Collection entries
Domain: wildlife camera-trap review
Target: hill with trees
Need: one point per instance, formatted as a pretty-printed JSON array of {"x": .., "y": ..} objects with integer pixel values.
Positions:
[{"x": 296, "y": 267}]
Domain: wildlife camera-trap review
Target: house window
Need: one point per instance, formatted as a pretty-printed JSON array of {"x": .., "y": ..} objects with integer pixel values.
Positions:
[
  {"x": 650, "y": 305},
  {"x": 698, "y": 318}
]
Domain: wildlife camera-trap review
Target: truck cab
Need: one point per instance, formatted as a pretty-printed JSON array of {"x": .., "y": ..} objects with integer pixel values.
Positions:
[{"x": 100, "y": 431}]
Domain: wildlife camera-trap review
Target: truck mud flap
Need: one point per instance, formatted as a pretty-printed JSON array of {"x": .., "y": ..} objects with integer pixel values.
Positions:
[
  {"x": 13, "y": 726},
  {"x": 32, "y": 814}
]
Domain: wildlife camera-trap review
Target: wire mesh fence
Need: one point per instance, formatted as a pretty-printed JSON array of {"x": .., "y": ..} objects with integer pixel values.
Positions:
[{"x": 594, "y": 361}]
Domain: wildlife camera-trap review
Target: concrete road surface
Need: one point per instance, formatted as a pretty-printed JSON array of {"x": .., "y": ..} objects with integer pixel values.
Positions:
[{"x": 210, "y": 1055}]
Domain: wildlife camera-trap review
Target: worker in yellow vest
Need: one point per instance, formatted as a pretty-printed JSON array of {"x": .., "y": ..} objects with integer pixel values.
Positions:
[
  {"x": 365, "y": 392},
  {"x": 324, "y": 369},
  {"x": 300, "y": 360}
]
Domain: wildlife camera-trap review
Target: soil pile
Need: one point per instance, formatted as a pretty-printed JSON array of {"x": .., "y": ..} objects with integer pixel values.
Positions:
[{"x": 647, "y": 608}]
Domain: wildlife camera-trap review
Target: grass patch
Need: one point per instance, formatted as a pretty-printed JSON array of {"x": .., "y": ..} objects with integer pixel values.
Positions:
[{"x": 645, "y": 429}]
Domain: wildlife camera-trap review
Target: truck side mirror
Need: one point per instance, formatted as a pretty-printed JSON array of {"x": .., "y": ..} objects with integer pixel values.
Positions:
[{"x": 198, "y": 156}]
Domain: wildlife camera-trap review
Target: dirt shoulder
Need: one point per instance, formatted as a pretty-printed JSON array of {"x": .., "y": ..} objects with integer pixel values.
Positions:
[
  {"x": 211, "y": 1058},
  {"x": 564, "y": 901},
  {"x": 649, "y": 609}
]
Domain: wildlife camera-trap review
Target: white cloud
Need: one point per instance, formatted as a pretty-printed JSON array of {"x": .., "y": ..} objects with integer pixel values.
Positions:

__Exercise__: Send back each record exactly as it stands.

__Problem solution__:
Domain: wildlife camera-trap review
Target: hill with trees
Need: one point per instance, formatted as a pretty-printed JSON array of {"x": .., "y": ..} objects with integer pixel values.
Positions:
[{"x": 296, "y": 267}]
Domain: wildlife camera-trap review
Target: house window
Need: one point per instance, formatted as a pretty-printed JSON array of {"x": .., "y": ..} objects with integer pixel values.
Positions:
[
  {"x": 650, "y": 305},
  {"x": 698, "y": 318}
]
Domain: wildlife camera-trap review
Target: truck cab
Need: one point per instance, formatted as a pretty-printed JSON array of {"x": .., "y": ..} objects with integer pixel values.
Positions:
[{"x": 100, "y": 431}]
Domain: wildlife camera-trap review
Target: truck mud flap
Need: one point per instance, formatted as a pretty-printed JSON array of {"x": .., "y": ..} objects with integer pixel values.
Positions:
[
  {"x": 13, "y": 726},
  {"x": 32, "y": 814}
]
Domain: wildlife camera-trap review
Target: wire mesh fence
Need: one point per instance, formatted as a pretty-printed JSON array of {"x": .., "y": ..} objects with integer pixel values.
Positions:
[{"x": 594, "y": 361}]
Domain: wildlife camera-trap review
Target: concrete road surface
Need: one point per instance, formatted as a pretty-printed JSON array of {"x": .., "y": ..} objects with integer pixel values.
Positions:
[{"x": 210, "y": 1055}]
Domain: wildlife camera-trap review
Target: worker in yellow vest
Need: one point per instance, formatted as a pretty-printed JSON array of {"x": .., "y": ..} objects with integer pixel values.
Positions:
[
  {"x": 365, "y": 392},
  {"x": 324, "y": 369},
  {"x": 300, "y": 360}
]
Domain: wildlife camera-trap review
Target: soil pile
Need: one point per instance, formatted as a pretty-printed JSON array of {"x": .., "y": ..} objects with integer pixel values.
Positions:
[{"x": 647, "y": 608}]
Domain: wildlife camera-trap review
Target: grass patch
Need: one point per instance, formatted as a pretty-printed JSON array of {"x": .., "y": ..} objects with integer pixel values.
Positions:
[{"x": 645, "y": 429}]
Domain: wildlife camera-trap review
Target: truck side mirror
Need: one point per instance, formatted as a pretty-printed JSON array of {"x": .., "y": ..} objects with integer pixel values.
Positions:
[{"x": 198, "y": 156}]
Domain: wildlife camera-trap review
Target: dirt shoulder
Need: one point per instance, formatted as a pretty-printed JSON array of {"x": .., "y": ..} objects with integer pixel values.
Positions:
[
  {"x": 211, "y": 1058},
  {"x": 564, "y": 901},
  {"x": 649, "y": 609}
]
Domain: wildlife camera-trap review
Target: white cloud
Need: one point per instance, formatted as a pretty-printed JSON array of {"x": .., "y": ..} objects with integer pixel values.
Positions:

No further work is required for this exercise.